(MATERIAL SHOWN begins)

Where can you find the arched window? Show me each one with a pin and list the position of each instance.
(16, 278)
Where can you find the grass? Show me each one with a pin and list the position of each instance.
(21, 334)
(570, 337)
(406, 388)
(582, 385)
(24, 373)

(MATERIAL SHOWN ends)

§ **TASK ITEM**
Could you print the lines above, exactly as written, from the line containing "Where can you find the grass?" through the final one?

§ **RESULT OF THE EXERCISE**
Where can you find the grass? Show me each one with a pin and list the position of each instance.
(21, 334)
(570, 337)
(406, 388)
(582, 385)
(24, 373)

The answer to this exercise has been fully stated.